SOURCE TEXT Start Marker
Craig Walters is concerned if the provincial government implements a new generic drug policy, his business might have to close its doors.
Craig Walters, pharmacist and owner of Valley Pharmacy in the Codroy Valley, holds a petition to save independent pharmacies. Small, independent pharmacies are concerned their businesses won’t be viable if the provincial government implements a new generic drug policy. Submitted photo
As owner of Valley Pharmacy a small, independent pharmacy in the Codroy Valley, he’s not alone.
The government of Newfoundland and Labrador is looking at implementing a new generic drug pricing policy. Small, independent pharmacies are concerned such a policy might put them out of business.
Mr. Walters said the Council of Independent Community Pharmacy Owners (CICPO) wants pharmacies to stay viable.
According to a Department of Health and Community Services press release, the generic drug-pricing model the government is considering would “ensure the people of Newfoundland and Labrador get the best price possible for prescriptions.”
When a brand comes off patent, pharmacies can get a number of generic brands of the same drug for 75 per cent of the brand price or less.
Pharmacists get professional allowances (rebates) from manufacturers for stocking a particular generic brand.
“Under generic drug pricing models we have studied in other provinces in Canada, these professional allowances have been either significantly reduced by generic drug manufacturers or, in the case of Ontario, outlawed,” said Health Minister Jerome Kennedy in a press release.
Minister Kennedy said the government recognizes for smaller independent organizations to stay viable, they will need other sources of revenue to replace the rebates. He said the government is exploring several options, including increasing dispensing fees.
“We depend on these rebates for our day-to-day operations, and without them, a lot of us are going to find it hard,” said Mr. Walters.
He said CICPO isn’t looking for increases. Rather, it wants to work with the government to form a business model that will work for all independent pharmacies and save the government money.
SOURCE TEXT End Marker
RECORDED INFORMATION Start Marker
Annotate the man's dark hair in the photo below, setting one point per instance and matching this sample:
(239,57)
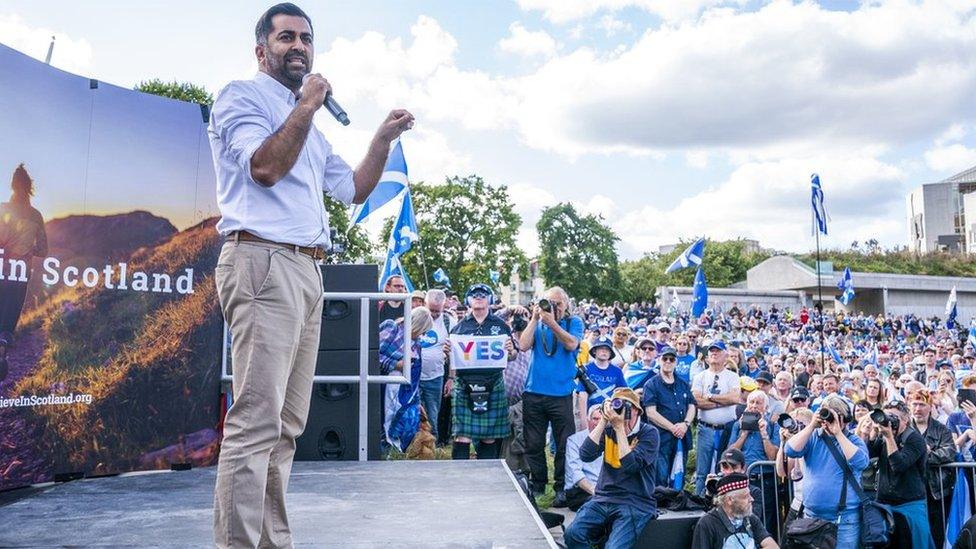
RECORDED INFORMATION End Marker
#### YOUR TASK
Continue the news story about independent pharmacies and the proposed generic drug pricing policy, starting right after its last sentence.

#### ANSWER TO THIS EXERCISE
The Council of Independent Community Pharmacy Owners wants to negotiate directly with the government on the policy, but Minister Kennedy has said he will only negotiate with the Pharmacists Association of Newfoundland and Labrador (PANL). By law, all pharmacists must be members of the association.
The Pharmacists Association of Newfoundland and Labrador represents pharmacists and the pharmacy profession, said Sue Kelland-Dyer, the executive director of CICPO.
“It’s absolutely impossible to have an employee organization (PANL) that’s there for the advocacy of the profession, step in and play a role in negotiating for a business that they have no involvement in,” she said.
Six hundred and sixty pharmacists are registered under PANL, and 75 of those pharmacists are owners, said Mrs. Kelland-Dyer. According to the province, CICPO has a seat at the negotiating table but refuses to fill it.
Mr. Walters said if the government implements a new policy, Valley Pharmacy will have trouble keeping its doors open.
“(The revenue) is used to pay our staff, it’s used to pay our bills (and) it’s used to bring in the inventory.”
He said the revenue has to be replaced somehow.
“We either have to increase our prices to the customer or we shut our doors,” he said.
In an email response to The Gulf News, the province said, “no patient will pay more for their prescription medications as a result of the introduction of a new generic drug pricing policy in Newfoundland and Labrador.”